INSTRUCTIONS TO FOLLOW
Pick up the article on saving money with GCP Spot VMs through Terraform right after its last sentence, and keep writing it.

SUPPLIED PASSAGE
######

That e2-standard-4 running your batch jobs costs $0.134/hour. The same VM as a Spot instance? $0.040/hour. That's 70% off for changing 4 lines of Terraform. If your workload can handle interruptions, you're throwing money away running on-demand.
GCP Spot VMs use excess Compute Engine capacity at 60-91% discounts compared to on-demand pricing. The catch? Google can reclaim them at any time with just 30 seconds notice. But here's the thing: most dev environments, batch jobs, CI/CD pipelines, and data processing workloads don't need guaranteed uptime. They just need cheap compute.
Let's set them up properly with Terraform so you save thousands without losing sleep.
📊 Spot vs On-Demand: The Real Numbers
| Machine Type | On-Demand/hr | Spot/hr | Savings | Monthly Savings (24/7) |
|---|---|---|---|---|
| e2-medium (2 vCPU, 4GB) | $0.067 | $0.020 | 70% | ~$34 |
| e2-standard-4 (4 vCPU, 16GB) | $0.134 | $0.040 | 70% | ~$68 |
| n2-standard-8 (8 vCPU, 32GB) | $0.388 | $0.117 | 70% | ~$196 |
| c2-standard-16 (16 vCPU, 64GB) | $0.835 | $0.250 | 70% | ~$421 |
| GPU (T4) | $0.35 | $0.11 | 69% | ~$173 |
Multiply that by 10 dev VMs and you're looking at $2,000+/month saved with zero architecture changes.
⚠️ Spot pricing is dynamic and varies by region. These are approximate US region prices. Always check the GCP pricing calculator for current rates.

######

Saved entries

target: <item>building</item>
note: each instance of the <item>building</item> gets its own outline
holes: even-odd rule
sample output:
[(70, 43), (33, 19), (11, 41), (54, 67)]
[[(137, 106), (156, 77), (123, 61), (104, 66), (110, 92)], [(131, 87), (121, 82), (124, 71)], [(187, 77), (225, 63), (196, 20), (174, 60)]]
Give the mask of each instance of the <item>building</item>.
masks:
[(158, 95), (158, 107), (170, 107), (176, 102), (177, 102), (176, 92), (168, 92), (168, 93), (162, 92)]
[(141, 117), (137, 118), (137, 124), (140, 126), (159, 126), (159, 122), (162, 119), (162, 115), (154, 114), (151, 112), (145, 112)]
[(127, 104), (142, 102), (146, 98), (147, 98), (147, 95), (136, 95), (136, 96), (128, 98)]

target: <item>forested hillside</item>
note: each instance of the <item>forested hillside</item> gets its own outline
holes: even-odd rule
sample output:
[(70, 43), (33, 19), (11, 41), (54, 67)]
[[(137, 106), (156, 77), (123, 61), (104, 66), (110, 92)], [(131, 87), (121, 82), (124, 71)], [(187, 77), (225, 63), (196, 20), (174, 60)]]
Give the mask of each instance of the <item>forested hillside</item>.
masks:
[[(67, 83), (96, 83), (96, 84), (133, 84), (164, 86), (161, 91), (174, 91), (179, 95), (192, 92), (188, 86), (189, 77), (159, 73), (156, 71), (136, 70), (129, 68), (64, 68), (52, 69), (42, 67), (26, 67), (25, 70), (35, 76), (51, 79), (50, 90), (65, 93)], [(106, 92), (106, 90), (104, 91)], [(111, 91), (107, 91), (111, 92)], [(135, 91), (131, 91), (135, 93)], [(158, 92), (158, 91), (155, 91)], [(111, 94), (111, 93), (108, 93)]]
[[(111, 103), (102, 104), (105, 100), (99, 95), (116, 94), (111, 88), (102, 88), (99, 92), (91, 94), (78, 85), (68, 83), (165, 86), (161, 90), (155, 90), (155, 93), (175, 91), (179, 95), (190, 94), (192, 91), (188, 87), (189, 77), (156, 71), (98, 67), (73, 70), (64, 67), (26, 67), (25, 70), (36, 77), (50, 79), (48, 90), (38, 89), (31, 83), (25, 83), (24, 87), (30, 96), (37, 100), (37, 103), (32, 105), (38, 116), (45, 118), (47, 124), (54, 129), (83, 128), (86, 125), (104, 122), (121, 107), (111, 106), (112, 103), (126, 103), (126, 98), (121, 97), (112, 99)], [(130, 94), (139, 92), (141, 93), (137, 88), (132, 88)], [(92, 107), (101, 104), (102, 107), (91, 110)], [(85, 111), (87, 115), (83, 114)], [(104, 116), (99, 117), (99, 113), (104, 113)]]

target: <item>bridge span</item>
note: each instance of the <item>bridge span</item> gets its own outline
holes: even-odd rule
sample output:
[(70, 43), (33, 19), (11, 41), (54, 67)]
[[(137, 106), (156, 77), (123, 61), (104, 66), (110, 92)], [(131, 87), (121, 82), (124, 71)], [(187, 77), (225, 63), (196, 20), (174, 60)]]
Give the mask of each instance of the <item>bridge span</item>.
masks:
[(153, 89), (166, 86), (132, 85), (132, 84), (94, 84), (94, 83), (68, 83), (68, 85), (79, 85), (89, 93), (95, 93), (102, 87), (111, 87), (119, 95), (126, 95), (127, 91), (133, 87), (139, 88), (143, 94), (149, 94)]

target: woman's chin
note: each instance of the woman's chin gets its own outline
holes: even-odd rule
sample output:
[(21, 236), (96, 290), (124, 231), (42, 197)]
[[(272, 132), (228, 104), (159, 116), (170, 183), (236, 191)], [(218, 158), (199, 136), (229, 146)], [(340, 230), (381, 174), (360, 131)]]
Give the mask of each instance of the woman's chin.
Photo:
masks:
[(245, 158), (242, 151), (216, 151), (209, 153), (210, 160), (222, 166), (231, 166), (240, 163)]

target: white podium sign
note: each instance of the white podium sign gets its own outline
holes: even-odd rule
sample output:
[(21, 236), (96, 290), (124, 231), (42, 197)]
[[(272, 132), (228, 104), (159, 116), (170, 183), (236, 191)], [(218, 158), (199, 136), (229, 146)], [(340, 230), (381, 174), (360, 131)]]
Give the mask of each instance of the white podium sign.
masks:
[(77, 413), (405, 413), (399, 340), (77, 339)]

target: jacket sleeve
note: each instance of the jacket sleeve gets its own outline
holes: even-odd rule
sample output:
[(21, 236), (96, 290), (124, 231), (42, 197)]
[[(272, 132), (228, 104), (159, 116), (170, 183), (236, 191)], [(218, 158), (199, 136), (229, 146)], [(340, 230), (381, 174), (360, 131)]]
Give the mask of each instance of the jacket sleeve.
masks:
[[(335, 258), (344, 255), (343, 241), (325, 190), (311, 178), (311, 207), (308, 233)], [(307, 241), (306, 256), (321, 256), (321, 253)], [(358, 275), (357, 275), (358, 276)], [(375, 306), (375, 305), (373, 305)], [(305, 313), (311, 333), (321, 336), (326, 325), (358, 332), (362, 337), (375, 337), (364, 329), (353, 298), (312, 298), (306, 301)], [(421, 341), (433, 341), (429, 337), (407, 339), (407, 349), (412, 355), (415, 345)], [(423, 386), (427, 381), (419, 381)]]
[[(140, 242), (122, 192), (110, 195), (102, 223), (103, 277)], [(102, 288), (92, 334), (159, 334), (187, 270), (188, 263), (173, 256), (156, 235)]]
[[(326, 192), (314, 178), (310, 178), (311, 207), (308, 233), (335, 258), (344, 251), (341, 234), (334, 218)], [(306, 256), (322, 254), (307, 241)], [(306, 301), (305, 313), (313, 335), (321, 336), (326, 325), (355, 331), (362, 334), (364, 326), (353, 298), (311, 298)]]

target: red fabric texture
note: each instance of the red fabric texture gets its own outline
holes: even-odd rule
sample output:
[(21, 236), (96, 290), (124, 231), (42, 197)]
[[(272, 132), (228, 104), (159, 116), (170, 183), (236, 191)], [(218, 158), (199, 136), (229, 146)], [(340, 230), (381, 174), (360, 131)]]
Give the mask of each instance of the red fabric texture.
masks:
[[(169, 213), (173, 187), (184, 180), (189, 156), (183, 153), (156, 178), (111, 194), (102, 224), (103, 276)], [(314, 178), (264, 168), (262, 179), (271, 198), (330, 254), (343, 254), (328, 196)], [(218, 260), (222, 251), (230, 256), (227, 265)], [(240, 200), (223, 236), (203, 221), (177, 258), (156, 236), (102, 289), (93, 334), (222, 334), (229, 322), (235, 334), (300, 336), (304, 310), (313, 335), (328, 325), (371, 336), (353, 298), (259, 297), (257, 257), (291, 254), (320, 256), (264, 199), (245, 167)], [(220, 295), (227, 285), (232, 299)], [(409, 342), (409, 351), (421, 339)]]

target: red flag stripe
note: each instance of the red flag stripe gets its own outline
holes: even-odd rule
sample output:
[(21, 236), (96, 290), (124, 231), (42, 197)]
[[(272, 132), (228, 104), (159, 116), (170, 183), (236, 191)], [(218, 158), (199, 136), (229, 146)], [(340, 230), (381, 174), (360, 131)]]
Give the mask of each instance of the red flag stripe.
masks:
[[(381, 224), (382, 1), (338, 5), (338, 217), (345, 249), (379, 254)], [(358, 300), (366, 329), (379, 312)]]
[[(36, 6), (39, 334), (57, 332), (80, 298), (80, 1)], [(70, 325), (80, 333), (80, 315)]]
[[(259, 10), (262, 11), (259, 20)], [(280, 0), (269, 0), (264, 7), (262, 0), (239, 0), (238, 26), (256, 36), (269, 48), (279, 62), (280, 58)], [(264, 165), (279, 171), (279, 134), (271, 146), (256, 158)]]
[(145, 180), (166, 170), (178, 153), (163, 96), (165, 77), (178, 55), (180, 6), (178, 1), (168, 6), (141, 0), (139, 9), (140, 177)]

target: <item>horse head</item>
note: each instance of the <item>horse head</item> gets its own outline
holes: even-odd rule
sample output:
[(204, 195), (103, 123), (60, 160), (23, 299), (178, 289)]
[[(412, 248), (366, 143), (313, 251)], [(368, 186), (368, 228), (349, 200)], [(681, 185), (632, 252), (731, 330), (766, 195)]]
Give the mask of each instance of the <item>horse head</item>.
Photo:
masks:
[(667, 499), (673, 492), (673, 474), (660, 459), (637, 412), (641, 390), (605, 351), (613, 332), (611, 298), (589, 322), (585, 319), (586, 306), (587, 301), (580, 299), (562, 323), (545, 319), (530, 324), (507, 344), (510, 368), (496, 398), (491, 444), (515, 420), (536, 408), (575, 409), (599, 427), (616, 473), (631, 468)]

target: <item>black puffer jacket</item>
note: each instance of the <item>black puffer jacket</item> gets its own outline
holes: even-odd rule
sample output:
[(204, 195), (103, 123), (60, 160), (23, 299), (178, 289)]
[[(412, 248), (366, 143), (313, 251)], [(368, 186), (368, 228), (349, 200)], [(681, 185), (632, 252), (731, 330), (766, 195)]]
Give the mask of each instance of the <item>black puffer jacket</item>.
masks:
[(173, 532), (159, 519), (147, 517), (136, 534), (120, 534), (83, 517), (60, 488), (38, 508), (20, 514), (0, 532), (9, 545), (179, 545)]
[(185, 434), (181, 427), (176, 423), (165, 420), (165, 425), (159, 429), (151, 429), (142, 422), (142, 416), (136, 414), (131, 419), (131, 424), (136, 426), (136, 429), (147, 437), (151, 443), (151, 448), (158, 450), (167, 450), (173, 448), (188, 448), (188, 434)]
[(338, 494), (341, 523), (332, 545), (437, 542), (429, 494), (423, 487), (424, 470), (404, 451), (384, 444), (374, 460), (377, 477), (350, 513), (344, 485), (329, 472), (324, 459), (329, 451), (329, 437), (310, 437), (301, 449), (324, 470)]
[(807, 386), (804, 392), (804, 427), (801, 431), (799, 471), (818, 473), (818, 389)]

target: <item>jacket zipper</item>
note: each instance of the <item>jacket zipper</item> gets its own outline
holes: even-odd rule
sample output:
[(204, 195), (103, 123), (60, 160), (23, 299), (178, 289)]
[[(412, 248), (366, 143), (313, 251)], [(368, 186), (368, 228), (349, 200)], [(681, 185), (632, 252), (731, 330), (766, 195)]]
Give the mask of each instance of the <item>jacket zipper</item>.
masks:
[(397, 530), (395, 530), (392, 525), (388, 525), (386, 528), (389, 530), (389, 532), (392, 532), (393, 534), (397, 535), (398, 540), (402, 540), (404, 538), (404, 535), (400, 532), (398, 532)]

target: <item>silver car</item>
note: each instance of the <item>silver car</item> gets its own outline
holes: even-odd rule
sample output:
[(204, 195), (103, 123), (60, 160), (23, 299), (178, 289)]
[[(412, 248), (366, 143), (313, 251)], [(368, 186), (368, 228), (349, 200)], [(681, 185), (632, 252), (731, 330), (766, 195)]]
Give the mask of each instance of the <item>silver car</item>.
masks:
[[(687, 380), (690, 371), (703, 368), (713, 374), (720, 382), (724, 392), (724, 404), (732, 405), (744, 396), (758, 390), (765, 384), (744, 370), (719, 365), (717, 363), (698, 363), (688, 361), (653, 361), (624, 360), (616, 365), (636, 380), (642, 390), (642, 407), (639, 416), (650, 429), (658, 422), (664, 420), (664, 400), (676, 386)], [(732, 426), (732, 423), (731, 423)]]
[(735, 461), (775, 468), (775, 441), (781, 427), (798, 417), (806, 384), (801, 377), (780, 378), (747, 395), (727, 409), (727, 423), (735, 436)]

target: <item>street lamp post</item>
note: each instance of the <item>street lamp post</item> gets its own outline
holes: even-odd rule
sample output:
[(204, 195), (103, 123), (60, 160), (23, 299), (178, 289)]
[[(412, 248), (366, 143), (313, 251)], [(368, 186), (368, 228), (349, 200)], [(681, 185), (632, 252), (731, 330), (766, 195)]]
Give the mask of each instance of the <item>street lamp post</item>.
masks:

######

EXERCISE RESPONSE
🔧 Step 1: Convert Any VM to Spot with 4 Lines
The magic is in the scheduling block. Here's how a standard VM becomes a Spot VM:
resource "google_compute_instance" "worker" {
name = "batch-worker-01"
machine_type = "e2-standard-4"
zone = "us-central1-a"
boot_disk {
initialize_params {
image = "debian-cloud/debian-12"
}
}
# 👇 These 4 lines save you 60-91%
scheduling {
preemptible = true
automatic_restart = false
provisioning_model = "SPOT"
instance_termination_action = "STOP" # or "DELETE"
}
network_interface {
network = "default"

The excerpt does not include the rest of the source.